==== Given records ====
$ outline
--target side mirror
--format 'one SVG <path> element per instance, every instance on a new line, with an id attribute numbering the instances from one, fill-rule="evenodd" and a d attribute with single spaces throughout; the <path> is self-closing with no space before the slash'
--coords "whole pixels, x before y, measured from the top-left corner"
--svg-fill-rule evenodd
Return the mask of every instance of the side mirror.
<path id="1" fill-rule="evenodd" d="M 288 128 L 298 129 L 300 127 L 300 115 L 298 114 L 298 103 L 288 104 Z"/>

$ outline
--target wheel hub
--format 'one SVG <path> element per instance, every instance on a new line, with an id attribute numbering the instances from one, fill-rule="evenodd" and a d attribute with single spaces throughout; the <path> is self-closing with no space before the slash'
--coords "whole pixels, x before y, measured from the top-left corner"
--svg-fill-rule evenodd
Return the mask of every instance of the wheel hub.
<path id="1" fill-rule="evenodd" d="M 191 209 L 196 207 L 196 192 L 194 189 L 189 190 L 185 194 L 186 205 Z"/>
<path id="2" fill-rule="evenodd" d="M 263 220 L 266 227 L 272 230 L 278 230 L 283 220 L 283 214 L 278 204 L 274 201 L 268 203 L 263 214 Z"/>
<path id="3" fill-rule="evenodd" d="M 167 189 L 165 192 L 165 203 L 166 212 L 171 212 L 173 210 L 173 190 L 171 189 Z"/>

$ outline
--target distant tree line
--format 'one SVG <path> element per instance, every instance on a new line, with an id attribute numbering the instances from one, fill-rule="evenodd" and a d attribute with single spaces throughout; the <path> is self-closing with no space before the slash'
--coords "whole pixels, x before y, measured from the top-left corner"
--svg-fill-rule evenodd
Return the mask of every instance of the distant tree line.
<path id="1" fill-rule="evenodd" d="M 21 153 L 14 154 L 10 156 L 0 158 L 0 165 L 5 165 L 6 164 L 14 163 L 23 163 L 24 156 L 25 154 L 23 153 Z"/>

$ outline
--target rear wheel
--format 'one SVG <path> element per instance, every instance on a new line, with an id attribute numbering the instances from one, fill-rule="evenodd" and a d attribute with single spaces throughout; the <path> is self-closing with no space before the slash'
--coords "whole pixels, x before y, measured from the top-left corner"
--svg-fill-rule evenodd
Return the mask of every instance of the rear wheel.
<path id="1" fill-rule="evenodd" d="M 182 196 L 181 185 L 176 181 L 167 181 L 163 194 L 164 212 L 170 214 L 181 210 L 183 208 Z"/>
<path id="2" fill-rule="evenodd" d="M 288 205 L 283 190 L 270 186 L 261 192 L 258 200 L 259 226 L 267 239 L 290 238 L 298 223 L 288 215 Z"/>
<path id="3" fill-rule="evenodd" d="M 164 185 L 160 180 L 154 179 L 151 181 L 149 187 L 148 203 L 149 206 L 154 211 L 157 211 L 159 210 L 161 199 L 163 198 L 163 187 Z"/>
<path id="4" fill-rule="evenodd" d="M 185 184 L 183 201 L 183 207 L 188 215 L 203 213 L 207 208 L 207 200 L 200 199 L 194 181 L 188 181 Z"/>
====
| Task goal |
Retype the data exactly as given.

| The completed task |
$ outline
--target side mirror
--format 'one SVG <path> element per instance, every instance on a new line, with an id attribute numbering the instances from one, fill-rule="evenodd" and a d attribute with single spaces throughout; the <path> is self-closing with no space before the slash'
--coords "whole pixels, x before y, measured from the top-left corner"
--svg-fill-rule evenodd
Return the mask of every instance of the side mirror.
<path id="1" fill-rule="evenodd" d="M 288 128 L 298 129 L 300 127 L 300 115 L 298 114 L 298 103 L 288 104 Z"/>

$ outline
--target wheel hub
--format 'one SVG <path> element per instance, every instance on a new line, with an id attribute numbering the instances from one, fill-rule="evenodd" and a d attribute with single spaces throughout; the <path> is self-closing with no space before the slash'
--coords "whole pixels, x before y, measured from the top-left corner"
--svg-fill-rule evenodd
Return the mask of every instance of the wheel hub.
<path id="1" fill-rule="evenodd" d="M 191 209 L 196 207 L 196 192 L 194 189 L 189 190 L 185 194 L 186 205 Z"/>
<path id="2" fill-rule="evenodd" d="M 263 220 L 266 227 L 272 230 L 278 230 L 283 220 L 283 214 L 278 204 L 274 201 L 268 203 L 263 214 Z"/>
<path id="3" fill-rule="evenodd" d="M 167 189 L 165 192 L 165 203 L 166 212 L 171 212 L 173 210 L 173 190 L 171 189 Z"/>

$ outline
--target distant tree line
--format 'one SVG <path> element per instance, every instance on a new line, with an id attribute numbering the instances from one, fill-rule="evenodd" and a d attribute with single spaces throughout; the <path> is self-closing with no space before the slash'
--coords "whole pixels, x before y, measured from the top-left corner"
--svg-fill-rule evenodd
Return the mask of every instance of the distant tree line.
<path id="1" fill-rule="evenodd" d="M 21 153 L 14 154 L 10 156 L 0 158 L 0 165 L 5 165 L 6 164 L 14 163 L 23 163 L 24 156 L 25 154 L 23 153 Z"/>

$ outline
--target rear wheel
--format 'one SVG <path> element per instance, every instance on a new line, with an id attribute numbering the instances from one, fill-rule="evenodd" and a d attribute with single spaces throughout; the <path> is self-closing with no space before the slash'
--coords "whole pixels, x before y, measured from the top-left corner"
--svg-fill-rule evenodd
Return the mask of every instance of the rear wheel.
<path id="1" fill-rule="evenodd" d="M 182 196 L 181 185 L 176 181 L 167 181 L 163 194 L 164 212 L 170 214 L 181 210 L 183 208 Z"/>
<path id="2" fill-rule="evenodd" d="M 288 205 L 283 190 L 270 186 L 261 192 L 258 200 L 259 226 L 267 239 L 290 238 L 298 223 L 288 215 Z"/>
<path id="3" fill-rule="evenodd" d="M 164 185 L 160 180 L 154 179 L 151 181 L 149 187 L 148 203 L 149 206 L 154 211 L 157 211 L 159 210 L 161 199 L 163 198 L 163 187 Z"/>
<path id="4" fill-rule="evenodd" d="M 185 184 L 183 201 L 183 207 L 188 215 L 203 213 L 207 208 L 207 200 L 200 199 L 194 181 L 188 181 Z"/>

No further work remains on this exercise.